Selected extract -

Goolengook forest campaign 1996-2009
Location and Values
Goolengook is a large tract of relatively undisturbed bio-diverse native forests (includes old growth and rainforests) at the southern end of the existing Errinundra National Park. The total area is about 9000 ha with a bit over half (53%) State forest. The balance is already in nature conservation reserves.
During the 2006 State election the Victorian State Government made a commitment to put the 3000 ha of State forest at Goolengook (available for clearfell logging) into existing National Parks. (This includes about 710 ha already been clearfell logged).
At threat of being logged is at least 600ha of wet and damp old growth forest in State forest*.
* See VEAC Goolengook overview report (page 9).
Goolengook also has three Rainforest Sites of Significance.
1. RSOS Site 72, National, Little Goolengook. (will be fully protected)
3. RSOS Site 67, Regional, Goolengook River.(will be fully protected)
Below are maps from the VEAC overview report that provide information regarding the nature conservation values at Goolengook. (Click on maps.)
From 1996 a small group of conservationists began a campaign to prevent further road construction and clearfell logging of the Goolengook valley. Similar to the Sellers Road blockade a few years earlier, a small base camp was setup on a newly constructed bridge over the Heritage listed Goolengook river (on Goolengook road).
The success of the Goolengook campaign was strongly influenced by its location. Compared to most previous East Gippsland protest camps, Goolengook had the strategic advantage of being much closer to the Princes Highway. It was easier for people to find and get to the protest camp on their own initiative.
The earlier East Gippsland protestors of the 1980’s and early 1990’s had to first drive to distant Orbost and then two hours on dirt roads to get to remote Goongerah. At Goongerah conservationists needed to then get directions to safely drive on rough dirt roads to find protest camps on the remote Errinundra plateau (where almost all East Gippsland protests had previously concentrated). The remoteness of protest camps added logistical difficulties of increased costs for fuel and time. The vastness and distance of East Gippsland meant that for most young forest activists, they simply did not have the personal resources to commit to protecting the area at short notice for extended periods of time. For example in the summer of 1994, the East Gippsland Forest Alliance had to supply fuel for people to get to protest camps.

Collected material -

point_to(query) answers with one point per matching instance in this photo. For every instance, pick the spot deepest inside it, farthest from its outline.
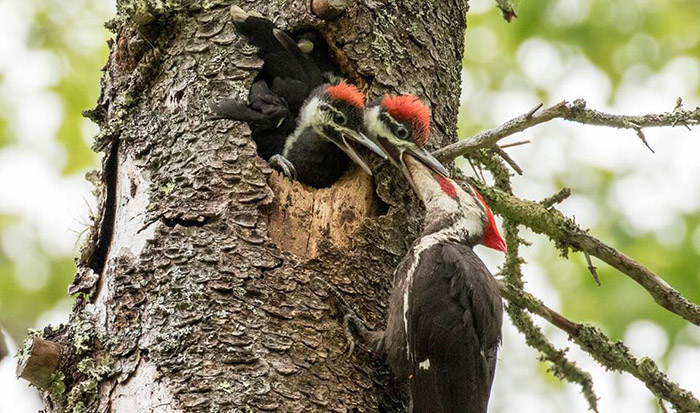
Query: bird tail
(460, 386)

Problem statement -
According to the Goolengook forest campaign page, what strategic advantage did Goolengook have over most earlier East Gippsland protest camps?

Answer to this exercise -
It was much closer to the Princes Highway.